__Source data__
------------------------------------------------------------------------
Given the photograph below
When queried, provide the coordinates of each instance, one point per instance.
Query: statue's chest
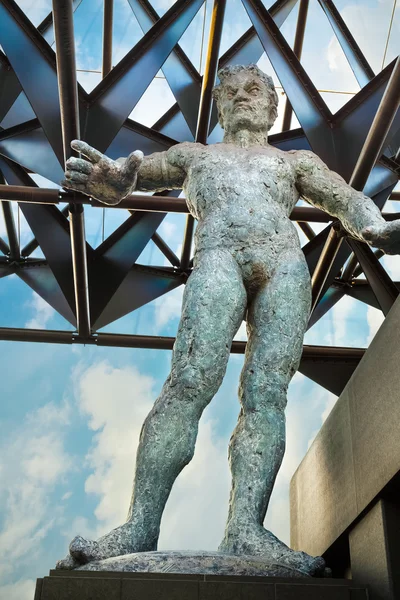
(221, 172)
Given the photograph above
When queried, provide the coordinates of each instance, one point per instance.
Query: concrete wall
(357, 451)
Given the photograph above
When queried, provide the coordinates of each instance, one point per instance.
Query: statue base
(193, 563)
(125, 585)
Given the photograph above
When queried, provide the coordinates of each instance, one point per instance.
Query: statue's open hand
(106, 180)
(387, 237)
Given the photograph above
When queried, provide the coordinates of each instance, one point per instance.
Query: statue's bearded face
(245, 102)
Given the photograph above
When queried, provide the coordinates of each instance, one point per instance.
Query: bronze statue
(248, 264)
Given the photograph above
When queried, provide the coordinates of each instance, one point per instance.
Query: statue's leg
(214, 305)
(277, 320)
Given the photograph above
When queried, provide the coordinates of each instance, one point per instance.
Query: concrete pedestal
(80, 585)
(375, 550)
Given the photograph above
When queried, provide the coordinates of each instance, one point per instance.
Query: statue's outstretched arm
(358, 214)
(110, 181)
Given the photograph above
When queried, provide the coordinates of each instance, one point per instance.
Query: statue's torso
(242, 197)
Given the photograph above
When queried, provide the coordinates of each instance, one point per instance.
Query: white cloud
(23, 589)
(42, 314)
(116, 402)
(241, 333)
(196, 511)
(375, 319)
(169, 306)
(308, 406)
(34, 461)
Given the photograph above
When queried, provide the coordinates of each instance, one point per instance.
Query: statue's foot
(254, 540)
(116, 543)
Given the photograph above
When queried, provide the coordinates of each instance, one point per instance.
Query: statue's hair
(227, 72)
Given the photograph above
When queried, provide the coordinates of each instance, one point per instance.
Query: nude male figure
(248, 264)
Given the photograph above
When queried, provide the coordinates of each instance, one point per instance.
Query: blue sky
(71, 416)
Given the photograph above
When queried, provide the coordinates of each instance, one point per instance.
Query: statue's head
(246, 99)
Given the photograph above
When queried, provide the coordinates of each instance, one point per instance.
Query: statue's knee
(197, 380)
(264, 390)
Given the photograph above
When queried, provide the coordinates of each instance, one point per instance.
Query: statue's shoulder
(181, 155)
(304, 159)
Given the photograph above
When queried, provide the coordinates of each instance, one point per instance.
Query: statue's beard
(245, 119)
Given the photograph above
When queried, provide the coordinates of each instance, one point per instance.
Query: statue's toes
(83, 551)
(67, 564)
(317, 567)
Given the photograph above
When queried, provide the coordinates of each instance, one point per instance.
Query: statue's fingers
(79, 164)
(369, 234)
(133, 162)
(91, 153)
(69, 184)
(76, 177)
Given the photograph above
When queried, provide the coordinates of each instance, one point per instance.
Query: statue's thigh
(277, 319)
(214, 305)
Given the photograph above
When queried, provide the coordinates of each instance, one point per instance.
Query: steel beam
(11, 230)
(297, 49)
(352, 51)
(307, 230)
(156, 203)
(34, 64)
(33, 244)
(311, 110)
(166, 250)
(115, 257)
(369, 154)
(68, 91)
(107, 37)
(79, 265)
(358, 269)
(116, 96)
(157, 342)
(247, 49)
(183, 78)
(4, 248)
(385, 290)
(203, 123)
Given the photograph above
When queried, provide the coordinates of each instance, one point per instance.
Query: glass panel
(156, 100)
(126, 30)
(88, 26)
(335, 100)
(344, 325)
(322, 56)
(35, 10)
(20, 112)
(194, 40)
(393, 47)
(369, 22)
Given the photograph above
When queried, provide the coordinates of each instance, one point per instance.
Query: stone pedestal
(375, 550)
(81, 585)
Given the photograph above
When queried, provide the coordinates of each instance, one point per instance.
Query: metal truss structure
(93, 287)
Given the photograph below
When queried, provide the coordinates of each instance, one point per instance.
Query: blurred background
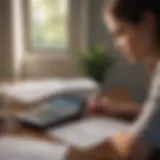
(48, 38)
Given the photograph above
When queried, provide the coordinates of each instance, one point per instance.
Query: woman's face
(134, 40)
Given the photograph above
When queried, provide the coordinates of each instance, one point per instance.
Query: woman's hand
(101, 105)
(128, 147)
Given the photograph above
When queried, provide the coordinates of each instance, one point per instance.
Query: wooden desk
(101, 152)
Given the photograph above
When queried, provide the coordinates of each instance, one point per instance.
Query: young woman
(135, 25)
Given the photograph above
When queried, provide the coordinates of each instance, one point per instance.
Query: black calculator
(59, 110)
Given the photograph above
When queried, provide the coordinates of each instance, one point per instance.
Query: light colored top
(148, 123)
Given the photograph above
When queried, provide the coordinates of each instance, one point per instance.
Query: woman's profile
(135, 26)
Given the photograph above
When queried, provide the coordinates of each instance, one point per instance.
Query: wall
(5, 41)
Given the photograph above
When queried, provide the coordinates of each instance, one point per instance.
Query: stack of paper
(34, 91)
(89, 132)
(27, 149)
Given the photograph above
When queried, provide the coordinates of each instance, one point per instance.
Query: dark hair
(133, 11)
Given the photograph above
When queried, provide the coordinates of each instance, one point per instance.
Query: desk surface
(102, 152)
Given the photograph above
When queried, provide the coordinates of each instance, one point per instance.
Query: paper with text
(27, 149)
(89, 132)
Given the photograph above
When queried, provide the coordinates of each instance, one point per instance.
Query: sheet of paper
(27, 149)
(89, 132)
(34, 91)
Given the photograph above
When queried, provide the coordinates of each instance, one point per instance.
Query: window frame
(78, 38)
(27, 35)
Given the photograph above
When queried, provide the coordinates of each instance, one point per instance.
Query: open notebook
(33, 91)
(27, 149)
(89, 132)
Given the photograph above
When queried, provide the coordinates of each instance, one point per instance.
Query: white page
------------------------------------------------------------------------
__Your goal__
How many lines in the entries above contain the word "open"? Reply with only the number.

__Correct output__
2